» What you will do: Please render the entries that open with the line containing "locate white road" and close with the line containing "left=305, top=209, right=339, bottom=243", both lines included, as a JSON list of strings with one string per line and blank lines left out.

(Records of labeled boxes)
——
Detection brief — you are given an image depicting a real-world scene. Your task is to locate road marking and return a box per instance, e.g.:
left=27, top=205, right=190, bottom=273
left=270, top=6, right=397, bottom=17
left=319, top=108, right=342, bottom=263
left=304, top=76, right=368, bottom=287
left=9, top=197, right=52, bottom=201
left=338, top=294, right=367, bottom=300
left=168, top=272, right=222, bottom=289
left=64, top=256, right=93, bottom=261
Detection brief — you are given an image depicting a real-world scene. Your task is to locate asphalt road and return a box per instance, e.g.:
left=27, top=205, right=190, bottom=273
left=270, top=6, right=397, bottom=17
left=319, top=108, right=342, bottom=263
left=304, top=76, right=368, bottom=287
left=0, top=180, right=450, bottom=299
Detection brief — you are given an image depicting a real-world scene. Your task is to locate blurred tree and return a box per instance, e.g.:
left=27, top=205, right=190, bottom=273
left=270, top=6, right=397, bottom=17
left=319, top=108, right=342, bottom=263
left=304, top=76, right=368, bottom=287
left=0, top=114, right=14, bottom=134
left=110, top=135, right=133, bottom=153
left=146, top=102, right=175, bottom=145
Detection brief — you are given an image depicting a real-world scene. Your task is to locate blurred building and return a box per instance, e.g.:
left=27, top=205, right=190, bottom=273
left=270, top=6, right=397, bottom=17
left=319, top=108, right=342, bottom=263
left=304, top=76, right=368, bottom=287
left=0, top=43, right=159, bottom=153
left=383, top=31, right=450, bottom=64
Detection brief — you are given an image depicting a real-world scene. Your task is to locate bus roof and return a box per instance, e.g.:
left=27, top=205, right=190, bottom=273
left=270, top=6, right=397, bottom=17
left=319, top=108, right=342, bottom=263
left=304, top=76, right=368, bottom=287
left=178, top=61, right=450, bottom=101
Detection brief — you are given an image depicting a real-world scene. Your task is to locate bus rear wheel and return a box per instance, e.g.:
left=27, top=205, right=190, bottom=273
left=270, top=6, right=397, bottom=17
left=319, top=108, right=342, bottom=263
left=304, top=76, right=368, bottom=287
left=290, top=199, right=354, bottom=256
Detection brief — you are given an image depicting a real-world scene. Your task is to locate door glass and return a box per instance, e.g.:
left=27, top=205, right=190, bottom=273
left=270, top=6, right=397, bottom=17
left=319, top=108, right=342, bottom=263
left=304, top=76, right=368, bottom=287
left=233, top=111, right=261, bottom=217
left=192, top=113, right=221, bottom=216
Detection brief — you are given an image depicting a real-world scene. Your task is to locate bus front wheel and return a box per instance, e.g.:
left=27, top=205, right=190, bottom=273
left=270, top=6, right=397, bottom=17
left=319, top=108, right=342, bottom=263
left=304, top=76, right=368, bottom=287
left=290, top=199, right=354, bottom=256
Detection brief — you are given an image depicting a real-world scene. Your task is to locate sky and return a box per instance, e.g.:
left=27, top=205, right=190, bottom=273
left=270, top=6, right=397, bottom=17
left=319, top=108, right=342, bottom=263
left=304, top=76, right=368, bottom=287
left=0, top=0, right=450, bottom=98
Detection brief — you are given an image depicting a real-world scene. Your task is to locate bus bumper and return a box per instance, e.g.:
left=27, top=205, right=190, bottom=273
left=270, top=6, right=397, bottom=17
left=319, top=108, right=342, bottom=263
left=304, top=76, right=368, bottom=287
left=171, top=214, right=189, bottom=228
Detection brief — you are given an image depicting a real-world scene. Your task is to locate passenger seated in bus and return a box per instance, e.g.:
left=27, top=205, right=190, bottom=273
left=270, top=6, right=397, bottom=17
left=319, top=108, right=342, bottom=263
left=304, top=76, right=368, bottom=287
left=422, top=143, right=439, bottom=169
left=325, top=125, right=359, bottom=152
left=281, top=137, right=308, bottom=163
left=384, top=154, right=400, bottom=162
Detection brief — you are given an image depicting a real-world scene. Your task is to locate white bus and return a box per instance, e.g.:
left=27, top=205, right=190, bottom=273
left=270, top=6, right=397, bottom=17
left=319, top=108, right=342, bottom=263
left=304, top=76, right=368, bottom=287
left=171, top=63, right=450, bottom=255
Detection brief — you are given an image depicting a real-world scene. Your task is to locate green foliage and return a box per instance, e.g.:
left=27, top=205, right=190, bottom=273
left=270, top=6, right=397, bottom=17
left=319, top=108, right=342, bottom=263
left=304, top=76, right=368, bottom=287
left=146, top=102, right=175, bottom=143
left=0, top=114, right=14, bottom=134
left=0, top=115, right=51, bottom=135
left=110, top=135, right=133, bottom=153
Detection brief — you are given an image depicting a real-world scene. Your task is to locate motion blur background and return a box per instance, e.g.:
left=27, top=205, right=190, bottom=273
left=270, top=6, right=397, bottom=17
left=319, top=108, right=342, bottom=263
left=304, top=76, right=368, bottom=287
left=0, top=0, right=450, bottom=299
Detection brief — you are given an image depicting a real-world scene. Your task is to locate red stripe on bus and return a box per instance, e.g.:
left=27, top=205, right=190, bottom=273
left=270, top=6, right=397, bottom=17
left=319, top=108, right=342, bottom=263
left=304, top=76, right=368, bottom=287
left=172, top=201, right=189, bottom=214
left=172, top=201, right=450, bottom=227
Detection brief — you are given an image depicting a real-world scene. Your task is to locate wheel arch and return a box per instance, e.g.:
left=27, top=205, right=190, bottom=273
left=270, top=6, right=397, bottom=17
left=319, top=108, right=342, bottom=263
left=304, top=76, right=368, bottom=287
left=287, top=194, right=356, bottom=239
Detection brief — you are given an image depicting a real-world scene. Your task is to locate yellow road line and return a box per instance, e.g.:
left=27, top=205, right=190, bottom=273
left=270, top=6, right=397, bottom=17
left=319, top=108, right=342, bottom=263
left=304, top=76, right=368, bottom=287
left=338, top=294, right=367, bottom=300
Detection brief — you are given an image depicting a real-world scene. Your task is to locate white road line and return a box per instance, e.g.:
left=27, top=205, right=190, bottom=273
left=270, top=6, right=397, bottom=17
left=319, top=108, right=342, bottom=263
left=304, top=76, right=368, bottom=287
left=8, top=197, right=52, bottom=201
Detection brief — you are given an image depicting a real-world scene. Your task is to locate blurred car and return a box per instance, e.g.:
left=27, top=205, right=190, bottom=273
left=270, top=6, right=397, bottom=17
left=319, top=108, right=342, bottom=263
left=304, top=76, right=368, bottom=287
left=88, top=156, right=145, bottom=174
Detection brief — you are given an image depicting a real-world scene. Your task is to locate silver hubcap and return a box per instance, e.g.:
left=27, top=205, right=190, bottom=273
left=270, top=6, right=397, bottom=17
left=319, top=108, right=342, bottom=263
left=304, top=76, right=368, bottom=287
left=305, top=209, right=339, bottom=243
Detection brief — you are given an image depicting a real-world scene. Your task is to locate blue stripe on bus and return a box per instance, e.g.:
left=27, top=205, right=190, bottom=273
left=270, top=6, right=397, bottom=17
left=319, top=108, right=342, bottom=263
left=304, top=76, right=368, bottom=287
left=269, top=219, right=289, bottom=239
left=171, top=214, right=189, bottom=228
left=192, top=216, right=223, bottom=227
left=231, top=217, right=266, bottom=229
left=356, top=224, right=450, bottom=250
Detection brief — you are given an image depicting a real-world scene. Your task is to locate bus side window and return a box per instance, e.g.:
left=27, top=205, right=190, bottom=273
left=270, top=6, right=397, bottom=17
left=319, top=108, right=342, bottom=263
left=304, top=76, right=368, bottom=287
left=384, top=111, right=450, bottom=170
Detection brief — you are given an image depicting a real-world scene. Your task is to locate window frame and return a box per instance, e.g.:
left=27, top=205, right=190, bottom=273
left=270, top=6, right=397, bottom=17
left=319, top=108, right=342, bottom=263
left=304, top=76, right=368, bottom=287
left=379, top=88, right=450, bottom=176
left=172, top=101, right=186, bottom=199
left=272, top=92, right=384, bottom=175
——
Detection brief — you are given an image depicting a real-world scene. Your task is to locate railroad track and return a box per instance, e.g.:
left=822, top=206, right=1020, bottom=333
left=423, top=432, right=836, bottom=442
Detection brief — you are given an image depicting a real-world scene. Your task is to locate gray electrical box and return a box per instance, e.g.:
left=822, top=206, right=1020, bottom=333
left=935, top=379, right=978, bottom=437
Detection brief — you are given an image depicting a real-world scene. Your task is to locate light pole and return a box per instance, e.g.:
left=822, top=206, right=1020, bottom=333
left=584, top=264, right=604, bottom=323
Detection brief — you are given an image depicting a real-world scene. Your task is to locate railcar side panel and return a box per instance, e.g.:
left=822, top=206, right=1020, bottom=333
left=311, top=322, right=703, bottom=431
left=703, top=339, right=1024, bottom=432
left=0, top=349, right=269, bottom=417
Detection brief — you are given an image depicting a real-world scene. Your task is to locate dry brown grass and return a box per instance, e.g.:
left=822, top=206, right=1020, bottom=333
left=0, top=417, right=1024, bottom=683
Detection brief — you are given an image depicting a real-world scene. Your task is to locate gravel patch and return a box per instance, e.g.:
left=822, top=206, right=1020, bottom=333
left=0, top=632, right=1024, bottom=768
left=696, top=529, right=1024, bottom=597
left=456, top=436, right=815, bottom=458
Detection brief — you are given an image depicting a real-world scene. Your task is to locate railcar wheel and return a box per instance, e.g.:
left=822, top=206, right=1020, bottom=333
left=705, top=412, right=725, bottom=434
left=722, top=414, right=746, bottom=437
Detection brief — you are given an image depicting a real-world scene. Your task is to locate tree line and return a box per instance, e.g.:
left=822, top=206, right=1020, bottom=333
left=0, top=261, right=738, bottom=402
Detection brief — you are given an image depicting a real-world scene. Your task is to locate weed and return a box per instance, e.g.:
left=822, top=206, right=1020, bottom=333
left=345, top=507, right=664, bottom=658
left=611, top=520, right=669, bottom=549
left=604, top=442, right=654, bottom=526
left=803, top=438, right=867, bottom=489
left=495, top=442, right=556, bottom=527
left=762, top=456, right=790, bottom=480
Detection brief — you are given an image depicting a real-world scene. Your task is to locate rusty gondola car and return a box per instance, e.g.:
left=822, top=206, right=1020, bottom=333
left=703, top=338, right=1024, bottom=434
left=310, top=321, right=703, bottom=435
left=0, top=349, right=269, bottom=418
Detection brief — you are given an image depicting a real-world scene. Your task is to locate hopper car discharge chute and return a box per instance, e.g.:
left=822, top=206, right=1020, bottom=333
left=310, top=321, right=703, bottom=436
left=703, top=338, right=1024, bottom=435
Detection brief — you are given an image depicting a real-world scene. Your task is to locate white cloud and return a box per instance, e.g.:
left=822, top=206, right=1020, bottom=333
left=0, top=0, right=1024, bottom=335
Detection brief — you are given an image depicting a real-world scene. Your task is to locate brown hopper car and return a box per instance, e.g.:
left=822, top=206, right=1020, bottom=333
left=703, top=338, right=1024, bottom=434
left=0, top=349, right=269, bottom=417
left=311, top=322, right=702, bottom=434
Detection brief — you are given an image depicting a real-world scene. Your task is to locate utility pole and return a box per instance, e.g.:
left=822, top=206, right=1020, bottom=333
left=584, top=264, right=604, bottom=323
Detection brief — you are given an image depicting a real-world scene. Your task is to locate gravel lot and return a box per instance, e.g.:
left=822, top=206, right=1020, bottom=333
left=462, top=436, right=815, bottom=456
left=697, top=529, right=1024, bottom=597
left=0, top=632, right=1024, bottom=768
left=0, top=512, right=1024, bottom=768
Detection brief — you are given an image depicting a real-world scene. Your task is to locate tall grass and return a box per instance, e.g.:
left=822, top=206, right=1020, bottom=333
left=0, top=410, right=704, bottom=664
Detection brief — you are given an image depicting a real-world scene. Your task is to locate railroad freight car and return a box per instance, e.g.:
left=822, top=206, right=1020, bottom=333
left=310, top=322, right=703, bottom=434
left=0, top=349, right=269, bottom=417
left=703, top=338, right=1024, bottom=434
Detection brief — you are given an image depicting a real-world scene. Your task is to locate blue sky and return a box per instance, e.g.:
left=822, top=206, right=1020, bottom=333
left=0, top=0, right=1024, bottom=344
——
» Task solution:
[
  "Detection brief — you are given an image depicting a real-world scene. Your task is to locate white road line and return a box per instance, e.g.:",
  "left=27, top=205, right=190, bottom=273",
  "left=270, top=6, right=397, bottom=17",
  "left=319, top=108, right=342, bottom=263",
  "left=304, top=76, right=368, bottom=287",
  "left=8, top=197, right=52, bottom=201",
  "Detection brief — you are given an image depicting a real-world scene. Your task is to locate blurred car and return a box per instance, e.g.:",
  "left=27, top=205, right=190, bottom=273",
  "left=270, top=6, right=397, bottom=17",
  "left=319, top=108, right=342, bottom=263",
  "left=304, top=76, right=368, bottom=287",
  "left=88, top=156, right=145, bottom=174",
  "Detection brief — you are given an image depicting a real-world scene. Your task is to locate silver hubcap and return a box per instance, e.g.:",
  "left=27, top=205, right=190, bottom=273",
  "left=270, top=6, right=397, bottom=17",
  "left=319, top=108, right=342, bottom=263",
  "left=304, top=76, right=368, bottom=287",
  "left=305, top=209, right=339, bottom=243"
]